User Manual

NL 5
luchtontvochtiger TTK 655 S
Waarschuwing
Van dit apparaat kunnen gevaren uitgaan als het
ondeskundig of niet volgens het bedoeld gebruik wordt
gebruikt door niet geïnstrueerde personen! Zorg dat
wordt voldaan aan de persoonlijke kwalificaties!
Waarschuwing
Het apparaat is geen speelgoed en hoort niet in
kinderhanden.
Waarschuwing
Verstikkingsgevaar!
Laat het verpakkingsmateriaal niet achteloos
rondslingeren. Voor kinderen kan dit gevaarlijk
speelgoed zijn.
Let op
Gebruik het apparaat nooit zonder geplaatst luchtfilter
bij de luchtinlaat!
Zonder luchtfilter vervuild het apparaat inwendig,
hierdoor kan de capaciteit worden verminderd en het
apparaat worden beschadigd.
Gedrag bij noodgevallen
1. Schakel het apparaat uit.
2. Bij noodgevallen het apparaat scheiden van de netvoeding:
De netstekker van het aansluitkabel uit het stopcontact
verwijderen door de stekker vast te pakken.
3. Sluit een defect apparaat niet opnieuw aan op de
netaansluiting.
Informatie over het apparaat
Beschrijving van het apparaat
Via het condensatieprincipe zorgt het apparaat voor de
automatische luchtontvochtiging van ruimten.
De ventilator zuigt de vochtige ruimtelucht aan via de luchtinlaat
door het luchtfilter, de verdamper en door de daar achter
liggende condensor. Bij de koude verdamper wordt de
ruimtelucht tot onder het dauwpunt afgekoeld. De in de lucht
opgenomen waterdamp slaat als condens, resp. rijp neer op de
verdamperlamellen. Bij de condensor wordt de ontvochtigde,
afgekoelde lucht licht verwarmd en weer uitgeblazen. De zo
bereide, droge lucht wordt weer gemengd met de ruimtelucht.

■ **Opdrachten**:
[1] Geef uit de handleiding van de luchtontvochtiger letterlijk het stuk weer dat begint bij "Informatie over het" en eindigt bij "met de ruimtelucht.".
[2] Hoe loopt de handleiding van de luchtontvochtiger verder? Schrijf het volgende stuk, aansluitend op de laatste zin.

■ **Aangeleverde items**:
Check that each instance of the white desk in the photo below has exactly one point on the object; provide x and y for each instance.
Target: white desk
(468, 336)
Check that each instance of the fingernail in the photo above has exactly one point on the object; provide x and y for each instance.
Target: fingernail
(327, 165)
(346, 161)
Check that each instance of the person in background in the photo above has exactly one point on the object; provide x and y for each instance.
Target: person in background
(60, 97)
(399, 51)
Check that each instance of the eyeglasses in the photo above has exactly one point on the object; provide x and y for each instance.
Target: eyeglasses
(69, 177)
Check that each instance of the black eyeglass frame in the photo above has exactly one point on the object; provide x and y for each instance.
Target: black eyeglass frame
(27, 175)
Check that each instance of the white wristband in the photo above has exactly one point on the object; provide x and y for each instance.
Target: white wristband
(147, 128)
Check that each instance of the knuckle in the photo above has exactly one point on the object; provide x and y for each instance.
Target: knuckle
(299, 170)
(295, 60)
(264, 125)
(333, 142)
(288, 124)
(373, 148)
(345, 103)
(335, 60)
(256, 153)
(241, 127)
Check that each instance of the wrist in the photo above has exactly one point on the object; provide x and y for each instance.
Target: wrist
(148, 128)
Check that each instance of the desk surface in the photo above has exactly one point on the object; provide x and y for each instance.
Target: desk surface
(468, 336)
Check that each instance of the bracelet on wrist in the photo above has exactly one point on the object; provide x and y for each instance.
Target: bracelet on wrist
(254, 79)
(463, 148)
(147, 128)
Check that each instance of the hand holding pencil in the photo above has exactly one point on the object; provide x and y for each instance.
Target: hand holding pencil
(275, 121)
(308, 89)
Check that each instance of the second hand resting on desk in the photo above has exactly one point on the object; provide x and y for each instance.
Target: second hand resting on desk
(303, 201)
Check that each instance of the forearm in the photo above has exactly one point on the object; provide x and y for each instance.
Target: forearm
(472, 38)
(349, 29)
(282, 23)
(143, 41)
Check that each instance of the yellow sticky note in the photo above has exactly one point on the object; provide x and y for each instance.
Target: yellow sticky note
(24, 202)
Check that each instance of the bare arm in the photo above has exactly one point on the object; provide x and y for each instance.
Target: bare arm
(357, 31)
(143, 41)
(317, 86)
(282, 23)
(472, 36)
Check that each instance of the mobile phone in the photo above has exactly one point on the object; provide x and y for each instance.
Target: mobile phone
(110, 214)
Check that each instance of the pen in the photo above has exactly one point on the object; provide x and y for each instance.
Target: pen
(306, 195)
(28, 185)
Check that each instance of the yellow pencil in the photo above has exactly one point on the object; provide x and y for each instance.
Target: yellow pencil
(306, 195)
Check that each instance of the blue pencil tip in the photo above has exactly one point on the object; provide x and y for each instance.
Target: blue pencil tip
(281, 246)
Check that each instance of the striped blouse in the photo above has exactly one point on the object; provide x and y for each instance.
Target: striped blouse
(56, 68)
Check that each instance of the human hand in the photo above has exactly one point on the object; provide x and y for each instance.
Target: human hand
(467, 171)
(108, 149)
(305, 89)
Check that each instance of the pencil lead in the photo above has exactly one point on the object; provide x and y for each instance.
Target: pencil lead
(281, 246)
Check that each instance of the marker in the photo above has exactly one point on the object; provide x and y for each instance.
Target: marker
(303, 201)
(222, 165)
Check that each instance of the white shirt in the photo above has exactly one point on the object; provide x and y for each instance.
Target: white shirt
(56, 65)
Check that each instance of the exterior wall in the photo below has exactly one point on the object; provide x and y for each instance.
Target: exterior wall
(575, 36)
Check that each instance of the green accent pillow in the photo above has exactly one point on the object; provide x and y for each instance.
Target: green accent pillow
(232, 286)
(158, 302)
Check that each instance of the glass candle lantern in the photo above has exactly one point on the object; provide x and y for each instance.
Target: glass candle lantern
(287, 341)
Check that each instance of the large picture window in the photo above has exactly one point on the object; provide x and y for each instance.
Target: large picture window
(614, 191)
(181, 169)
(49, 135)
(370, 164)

■ **Antwoorden**:
[1]
Informatie over het apparaat
Beschrijving van het apparaat
Via het condensatieprincipe zorgt het apparaat voor de
automatische luchtontvochtiging van ruimten.
De ventilator zuigt de vochtige ruimtelucht aan via de luchtinlaat
door het luchtfilter, de verdamper en door de daar achter
liggende condensor. Bij de koude verdamper wordt de
ruimtelucht tot onder het dauwpunt afgekoeld. De in de lucht
opgenomen waterdamp slaat als condens, resp. rijp neer op de
verdamperlamellen. Bij de condensor wordt de ontvochtigde,
afgekoelde lucht licht verwarmd en weer uitgeblazen. De zo
bereide, droge lucht wordt weer gemengd met de ruimtelucht.

[2]
Door de doorlopende circulatie van de ruimtelucht door het
apparaat, wordt de luchtvochtigheid in de opstelruimte
verminderd.
Het condens wordt via de aan de slangaansluiting bevestigde
condensafvoerslang uit het apparaat afgevoerd naar een extern
reservoir of een afvoer.
Optioneel kan het gecondenseerde water via een naderhand te
installeren condenspomp uit het apparaat worden gepompt (zie
hoofdstuk installeren van de condenspomp).
Het apparaat is voor bediening en transport voorzien van een
aan-/uit-schakelaar, een bedrijfsurenteller, een transportgreep
en transportwielen. Twee opstelvoeten met rubber buffers
beveiligen het apparaat tegen wegrollen.
Het apparaat maakt het verlagen van de relatieve
luchtvochtigheid tot ca. 32 % mogelijk. Door de warmte die
ontstaat tijdens het gebruik, kan de ruimtetemperatuur ca. 1-4
°C stijgen.
De compressor heeft een temperatuurbegrenzing, die onder
andere de compressor beveiligd tegen oververhitting. De
compressor wordt bij het overschrijden van een temperatuur
van 35°C automatisch uitgeschakeld.